Instructions for the task: Begin with the line containing "find medal on" and copy each line exactly through the last line of the entries, inclusive.

Stored rows:
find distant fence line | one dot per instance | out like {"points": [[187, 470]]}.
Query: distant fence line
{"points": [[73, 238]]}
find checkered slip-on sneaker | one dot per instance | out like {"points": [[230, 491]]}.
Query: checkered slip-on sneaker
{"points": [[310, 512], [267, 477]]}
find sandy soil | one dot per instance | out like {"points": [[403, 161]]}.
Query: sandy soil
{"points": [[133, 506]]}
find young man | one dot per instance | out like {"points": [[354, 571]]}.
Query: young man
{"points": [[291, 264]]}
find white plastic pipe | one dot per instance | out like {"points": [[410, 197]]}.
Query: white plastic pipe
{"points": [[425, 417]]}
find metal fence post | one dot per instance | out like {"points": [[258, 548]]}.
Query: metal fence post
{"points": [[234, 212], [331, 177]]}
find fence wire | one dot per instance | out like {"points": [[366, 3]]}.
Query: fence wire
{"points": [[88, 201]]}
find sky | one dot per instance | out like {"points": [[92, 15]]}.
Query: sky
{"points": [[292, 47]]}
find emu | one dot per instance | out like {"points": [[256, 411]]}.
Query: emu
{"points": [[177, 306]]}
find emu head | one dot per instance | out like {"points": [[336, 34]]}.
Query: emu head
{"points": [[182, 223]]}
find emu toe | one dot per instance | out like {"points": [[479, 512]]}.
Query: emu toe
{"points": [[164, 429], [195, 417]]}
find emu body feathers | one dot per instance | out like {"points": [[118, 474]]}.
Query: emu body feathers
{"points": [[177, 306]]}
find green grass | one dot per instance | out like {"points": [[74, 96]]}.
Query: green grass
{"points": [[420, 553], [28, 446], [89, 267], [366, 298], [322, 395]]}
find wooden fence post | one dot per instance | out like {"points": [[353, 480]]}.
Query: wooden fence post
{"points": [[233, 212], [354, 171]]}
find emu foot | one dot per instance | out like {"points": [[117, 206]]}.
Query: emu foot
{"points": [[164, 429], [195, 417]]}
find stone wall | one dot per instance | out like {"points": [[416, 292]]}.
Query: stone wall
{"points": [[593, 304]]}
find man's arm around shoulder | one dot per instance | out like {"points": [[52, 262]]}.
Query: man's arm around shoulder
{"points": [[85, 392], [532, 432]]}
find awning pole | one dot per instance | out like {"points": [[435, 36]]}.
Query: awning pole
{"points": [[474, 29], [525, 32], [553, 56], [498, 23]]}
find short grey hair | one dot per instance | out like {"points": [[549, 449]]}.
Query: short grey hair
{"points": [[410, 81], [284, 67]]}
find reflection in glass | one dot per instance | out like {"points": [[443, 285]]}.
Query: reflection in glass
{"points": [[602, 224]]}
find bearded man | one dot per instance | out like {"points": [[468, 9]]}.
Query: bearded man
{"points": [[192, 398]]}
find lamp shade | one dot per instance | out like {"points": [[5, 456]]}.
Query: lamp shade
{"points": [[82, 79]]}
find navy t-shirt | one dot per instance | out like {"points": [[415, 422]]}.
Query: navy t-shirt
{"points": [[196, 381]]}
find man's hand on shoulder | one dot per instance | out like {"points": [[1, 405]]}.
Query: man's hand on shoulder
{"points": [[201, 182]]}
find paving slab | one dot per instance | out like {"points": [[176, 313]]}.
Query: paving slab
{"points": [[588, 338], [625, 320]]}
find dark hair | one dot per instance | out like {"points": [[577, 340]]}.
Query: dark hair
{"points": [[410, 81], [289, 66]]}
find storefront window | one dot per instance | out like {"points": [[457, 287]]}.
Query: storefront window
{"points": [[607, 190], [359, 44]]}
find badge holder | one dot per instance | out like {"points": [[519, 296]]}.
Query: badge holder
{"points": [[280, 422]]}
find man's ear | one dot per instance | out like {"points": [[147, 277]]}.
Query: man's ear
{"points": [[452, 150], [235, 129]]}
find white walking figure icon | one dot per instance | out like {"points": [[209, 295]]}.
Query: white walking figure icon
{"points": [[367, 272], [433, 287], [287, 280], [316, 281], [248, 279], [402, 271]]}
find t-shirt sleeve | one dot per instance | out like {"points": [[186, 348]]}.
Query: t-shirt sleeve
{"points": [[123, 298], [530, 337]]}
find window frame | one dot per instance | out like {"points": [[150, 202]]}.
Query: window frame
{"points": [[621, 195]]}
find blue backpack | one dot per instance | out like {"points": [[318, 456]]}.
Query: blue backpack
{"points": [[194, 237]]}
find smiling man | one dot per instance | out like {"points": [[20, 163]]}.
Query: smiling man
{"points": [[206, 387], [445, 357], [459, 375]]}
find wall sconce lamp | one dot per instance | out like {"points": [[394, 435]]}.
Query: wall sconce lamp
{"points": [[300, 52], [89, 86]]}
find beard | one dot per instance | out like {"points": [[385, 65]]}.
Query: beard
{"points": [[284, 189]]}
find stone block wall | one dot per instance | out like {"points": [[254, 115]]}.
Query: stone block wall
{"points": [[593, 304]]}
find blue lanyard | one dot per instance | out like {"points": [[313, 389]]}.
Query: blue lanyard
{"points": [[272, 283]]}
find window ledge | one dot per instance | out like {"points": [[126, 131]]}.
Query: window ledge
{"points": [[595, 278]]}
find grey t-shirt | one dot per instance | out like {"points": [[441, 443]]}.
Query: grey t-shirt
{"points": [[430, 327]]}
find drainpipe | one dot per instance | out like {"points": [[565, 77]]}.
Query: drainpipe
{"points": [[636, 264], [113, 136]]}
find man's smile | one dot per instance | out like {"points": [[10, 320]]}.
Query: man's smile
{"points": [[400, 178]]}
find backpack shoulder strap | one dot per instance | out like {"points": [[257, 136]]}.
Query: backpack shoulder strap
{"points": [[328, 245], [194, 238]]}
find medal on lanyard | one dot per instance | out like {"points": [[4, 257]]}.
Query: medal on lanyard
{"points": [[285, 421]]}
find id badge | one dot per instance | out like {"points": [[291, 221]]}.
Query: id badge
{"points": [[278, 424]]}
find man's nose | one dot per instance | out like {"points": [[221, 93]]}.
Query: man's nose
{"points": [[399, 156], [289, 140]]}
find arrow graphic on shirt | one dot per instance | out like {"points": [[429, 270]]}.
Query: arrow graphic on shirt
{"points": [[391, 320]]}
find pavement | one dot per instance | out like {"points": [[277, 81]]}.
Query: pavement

Result of this task:
find medal on lanyard | one dot per instance | out like {"points": [[4, 257]]}.
Query: medal on lanyard
{"points": [[285, 421]]}
find id badge | one dot per instance | out like {"points": [[291, 221]]}.
Query: id badge
{"points": [[278, 424]]}
find man's nose | one dot per instance | out like {"points": [[221, 93]]}.
Query: man's nose
{"points": [[399, 156], [289, 140]]}
find arrow graphic on shirt | one dot per instance | out like {"points": [[429, 270]]}.
Query: arrow graphic on shirt
{"points": [[391, 320]]}
find pavement | one dot per instance | out like {"points": [[277, 81]]}.
Query: pavement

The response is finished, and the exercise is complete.